Com base na entrevista com Peluso, responda:
1. Há quantos anos Peluso julga controvérsias?
2. Qual site fez a entrevista para o Estado?
3. Segundo Peluso, as críticas fazem parte de quê?

DOCUMENTO DE ORIGEM:
◇ ◇ ◇ ◇ ◇ ◇ ◇

Título: "Ao Supremo cabe julgar princípios, e não pessoas"
Autor: Maria Fernanda Erdelyi
Fonte: O Estado de São Paulo, 12/04/2006, Nacional, p. A17

Peluso vetou depoimento do caseiro Nildo à CPI dos Bingos e diz que maioria não entende função do Judiciário

Antonio Cezar Peluso, ministro do STFEntrevistaO ministro do Supremo Tribunal Federal (STF) que se incomoda mais com críticas do que com sua consciência foge de seu papel. Ao STF cabe julgar princípios, e não pessoas. São as opiniões de um dos artífices do principal tribunal do País, o ministro Antonio Cezar Peluso, um juiz que não se incomoda de parecer antipático. O importante, afirma, é cada um cumprir o seu papel.

Único juiz de carreira do STF, Peluso julga controvérsias há 38 anos. Seu respeito pelos poderes constituídos não o impede de duvidar da eficiência de uma Constituição detalhista e analítica.

Peluso, que impediu o depoimento do caseiro Francenildo dos Santos Costa, o Nildo, na CPI dos Bingos, lamenta que a população não compreenda a função do Judiciário. Segundo ele, se as atividades do ministro da Fazenda não se relacionam com irregularidades que envolvem o jogo do bingo, o Judiciário não pode se colocar na arquibancada de uma torcida uniformizada para misturar alhos com bugalhos.

A seguir, principais trechos da entrevista com Peluso, a sexta de uma série com os ministros do STF feita pelo site Consultor Jurídico para o Estado.

Como o senhor reage às críticas por ter impedido o depoimento do caseiro Nildo na CPI dos Bingos?

Com a naturalidade que os ministros do Supremo têm de reagir diante das críticas. Os juízes não têm de se incomodar com críticas, mas tomar decisões de acordo com sua consciência. Críticas fazem parte do jogo democrático.

O senhor acredita que as CPIs ultrapassaram os limites legais?

Não é questão de acreditar. Em muitos casos o STF reconheceu que houve excesso.

Com as recentes decisões sobre pedidos das CPIs, o Supremo foi acusado de interferir no Legislativo e, portanto, na separação dos Poderes. O que pensa sobre isso?

Alguns comentários são expressões de divergências orientadas por pontos de vista político-partidários. Nenhuma decisão judicial contenta todo mundo. Há pessoas que manifestam discordância porque não conhecem. O leigo tem certa dificuldade para entender o alcance de uma norma constitucional e de uma decisão do Supremo. É a expressão de um inconformismo porque contraria anseios pessoais. E há outras críticas que perseguem objetivos políticos, pessoas que querem criar um clima de crítica ao papel que o Supremo exerce na interpretação da Constituição.

◇ ◇ ◇ ◇ ◇ ◇ ◇

Dados armazenados

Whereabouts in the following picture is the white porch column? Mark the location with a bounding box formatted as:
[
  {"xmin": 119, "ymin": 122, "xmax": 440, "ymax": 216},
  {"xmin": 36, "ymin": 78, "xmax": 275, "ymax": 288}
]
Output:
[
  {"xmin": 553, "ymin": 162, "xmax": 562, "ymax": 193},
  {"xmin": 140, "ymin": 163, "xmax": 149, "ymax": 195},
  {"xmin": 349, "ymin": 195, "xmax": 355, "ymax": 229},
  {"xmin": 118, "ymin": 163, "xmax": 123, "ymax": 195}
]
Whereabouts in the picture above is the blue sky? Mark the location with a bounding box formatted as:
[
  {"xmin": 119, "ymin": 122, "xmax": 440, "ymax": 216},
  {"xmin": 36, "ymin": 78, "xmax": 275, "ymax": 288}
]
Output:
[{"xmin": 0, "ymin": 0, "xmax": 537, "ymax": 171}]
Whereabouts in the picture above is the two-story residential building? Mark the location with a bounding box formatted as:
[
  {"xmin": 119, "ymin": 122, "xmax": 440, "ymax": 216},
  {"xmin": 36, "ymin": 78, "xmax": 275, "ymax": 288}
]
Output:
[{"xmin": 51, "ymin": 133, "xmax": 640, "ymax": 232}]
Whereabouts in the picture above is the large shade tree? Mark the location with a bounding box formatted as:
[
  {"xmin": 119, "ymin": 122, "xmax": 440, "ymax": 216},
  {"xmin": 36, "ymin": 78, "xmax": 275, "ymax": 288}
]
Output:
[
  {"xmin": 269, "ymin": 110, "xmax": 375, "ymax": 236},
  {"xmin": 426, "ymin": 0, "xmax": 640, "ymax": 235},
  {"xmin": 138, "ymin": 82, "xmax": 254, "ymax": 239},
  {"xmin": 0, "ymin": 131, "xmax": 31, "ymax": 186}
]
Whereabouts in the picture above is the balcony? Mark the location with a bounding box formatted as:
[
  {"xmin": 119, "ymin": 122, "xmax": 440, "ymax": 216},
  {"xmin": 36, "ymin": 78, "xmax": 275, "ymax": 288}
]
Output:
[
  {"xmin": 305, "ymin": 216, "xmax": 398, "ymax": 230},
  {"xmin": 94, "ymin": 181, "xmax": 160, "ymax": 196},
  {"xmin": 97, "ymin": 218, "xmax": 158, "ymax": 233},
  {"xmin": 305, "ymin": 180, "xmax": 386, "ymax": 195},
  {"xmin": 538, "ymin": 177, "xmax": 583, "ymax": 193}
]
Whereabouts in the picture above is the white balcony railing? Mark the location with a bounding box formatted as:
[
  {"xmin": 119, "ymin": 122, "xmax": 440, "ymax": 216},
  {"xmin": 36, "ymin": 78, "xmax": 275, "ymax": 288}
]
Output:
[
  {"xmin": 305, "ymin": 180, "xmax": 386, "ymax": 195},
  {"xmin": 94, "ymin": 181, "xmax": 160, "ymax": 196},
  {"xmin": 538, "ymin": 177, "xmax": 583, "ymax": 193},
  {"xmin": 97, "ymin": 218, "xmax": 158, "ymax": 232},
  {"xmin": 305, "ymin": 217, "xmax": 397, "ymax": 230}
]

◇ ◇ ◇ ◇ ◇ ◇ ◇

SOLUÇÃO ESCRITA:
1. Há 38 anos.
2. O site Consultor Jurídico.
3. Do jogo democrático.